::: Texte proposé :::

Mis à l’arrêt il y a plus de dix ans, le groupe dEFDUMp, qui a marqué la scène nationale entre 1994 et 2008, s’est muté, a pris de le nom de Thisisforevermore et s’est tourné vers le jazz. Après un concert-surprise au printemps dernier, le nouveau collectif remet ça samedi à la Kufa d’Esch. Confidences du chanteur Pascal Useldinger.
Septembre 2008. Groupe phare au Luxembourg, dEFDUMp arrête après 15 années d’activités. Vous souvenez-vous du contexte ?
Pascal Useldinger : Ce groupe, ce sont 16 années de ma vie. De l’adolescence, il m’a accompagné, comme mes camarades, jusqu’à l’âge adulte. Entre 16 et 32 ans, on évolue comme personne, du moins, c’est préférable! Après, avec le temps, dEFDUMp était devenu quelque chose de plus important que la somme des quatre personnes qui la composait. C’était une entité propre qui en demandait toujours plus. C’était trop! Elle nous voulait juste pour elle. Et comme chacun n’avait plus autant de temps qu’avant, ni autant d’énergie à consacrer pour rester à niveau, on n’arrivait plus à alimenter la machine. On a alors implosé.

::: Données :::

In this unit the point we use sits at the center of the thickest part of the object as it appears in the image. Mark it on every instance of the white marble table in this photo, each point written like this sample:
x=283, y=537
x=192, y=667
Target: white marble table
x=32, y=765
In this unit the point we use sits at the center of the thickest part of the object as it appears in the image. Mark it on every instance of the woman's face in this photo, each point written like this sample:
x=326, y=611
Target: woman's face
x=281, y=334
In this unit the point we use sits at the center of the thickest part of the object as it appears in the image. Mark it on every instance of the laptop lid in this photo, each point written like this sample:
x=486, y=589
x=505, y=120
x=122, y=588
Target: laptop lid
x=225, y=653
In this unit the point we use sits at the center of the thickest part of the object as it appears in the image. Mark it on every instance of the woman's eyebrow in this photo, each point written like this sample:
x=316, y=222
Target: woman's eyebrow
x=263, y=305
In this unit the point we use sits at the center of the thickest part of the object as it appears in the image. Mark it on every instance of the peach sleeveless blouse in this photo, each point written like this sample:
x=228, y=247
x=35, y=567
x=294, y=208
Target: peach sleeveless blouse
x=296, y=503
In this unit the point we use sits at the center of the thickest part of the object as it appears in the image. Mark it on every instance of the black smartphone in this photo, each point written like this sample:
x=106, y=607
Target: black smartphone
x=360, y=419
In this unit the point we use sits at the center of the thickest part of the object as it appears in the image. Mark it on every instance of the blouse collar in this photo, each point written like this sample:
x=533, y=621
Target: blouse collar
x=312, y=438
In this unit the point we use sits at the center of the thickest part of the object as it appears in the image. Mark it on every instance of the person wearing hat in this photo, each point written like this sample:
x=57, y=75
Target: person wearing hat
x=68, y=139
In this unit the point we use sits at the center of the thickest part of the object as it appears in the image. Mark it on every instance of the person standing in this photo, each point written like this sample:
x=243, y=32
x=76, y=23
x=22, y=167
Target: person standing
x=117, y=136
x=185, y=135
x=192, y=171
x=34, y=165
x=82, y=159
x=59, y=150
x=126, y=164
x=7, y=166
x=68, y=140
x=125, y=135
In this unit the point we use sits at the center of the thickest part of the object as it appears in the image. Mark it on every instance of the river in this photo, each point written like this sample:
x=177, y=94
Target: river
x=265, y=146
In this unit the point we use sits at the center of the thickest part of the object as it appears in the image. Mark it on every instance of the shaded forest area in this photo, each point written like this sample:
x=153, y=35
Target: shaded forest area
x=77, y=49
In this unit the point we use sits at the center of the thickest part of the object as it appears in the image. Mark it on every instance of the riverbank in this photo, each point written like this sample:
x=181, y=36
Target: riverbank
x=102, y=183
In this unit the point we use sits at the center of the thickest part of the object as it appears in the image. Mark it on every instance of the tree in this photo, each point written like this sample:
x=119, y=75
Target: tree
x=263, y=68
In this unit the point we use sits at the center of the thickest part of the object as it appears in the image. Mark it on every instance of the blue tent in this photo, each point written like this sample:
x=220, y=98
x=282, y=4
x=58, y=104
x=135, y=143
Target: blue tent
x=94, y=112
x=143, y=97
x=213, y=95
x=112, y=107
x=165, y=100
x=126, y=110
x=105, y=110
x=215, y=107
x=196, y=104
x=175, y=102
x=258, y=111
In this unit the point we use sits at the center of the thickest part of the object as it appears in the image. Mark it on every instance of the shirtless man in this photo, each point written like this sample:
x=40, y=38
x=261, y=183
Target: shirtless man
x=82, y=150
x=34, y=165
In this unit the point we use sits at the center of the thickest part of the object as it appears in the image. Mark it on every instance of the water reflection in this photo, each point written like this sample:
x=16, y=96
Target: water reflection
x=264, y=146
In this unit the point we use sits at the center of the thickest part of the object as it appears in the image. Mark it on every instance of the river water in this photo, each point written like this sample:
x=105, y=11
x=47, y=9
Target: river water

:::

== Complétez ce qui suit ==
- 1) Recopiez fidèlement, dans l’entretien sur dEFDUMp, le passage allant de « Mis à l’arrêt » jusqu’à « chanteur Pascal Useldinger. ».
- 2) Rédigez la suite de l’entretien sur dEFDUMp à partir de sa dernière phrase.
La liste provient d’une source différente.

== Réponses successives ==
- 1)
Mis à l’arrêt il y a plus de dix ans, le groupe dEFDUMp, qui a marqué la scène nationale entre 1994 et 2008, s’est muté, a pris de le nom de Thisisforevermore et s’est tourné vers le jazz. Après un concert-surprise au printemps dernier, le nouveau collectif remet ça samedi à la Kufa d’Esch. Confidences du chanteur Pascal Useldinger.

- 2)
Durant les dix années suivantes, est-ce que l’idée d’une reformation vous a trotté dans la tête? C’est un réflexe chez les musiciens, non ?
Même quand on se voyait, qu’on parlait du passé, que quelqu’un avançait l’idée d’un retour, ma réponse a toujours était la même : non. Simplement parce que ce ne serait pas honnête, vis-à-vis du public, et surtout vis-à-vis de nous-mêmes. On n’aurait pas pu reprendre la cadence, soit dix heures de répétitions par semaine. Logistiquement, c’était impossible. Techniquement, aussi, surtout pour Marc (Pierrard) et moi qui avions pris d’autres chemins. Et dEFDUMp n’allait pas nous assurer une belle rentrée d’argent en cas de réunion! (il rit). Bref, on était bien où l’on était, et il n’y avait aucune nécessité de raviver la flamme.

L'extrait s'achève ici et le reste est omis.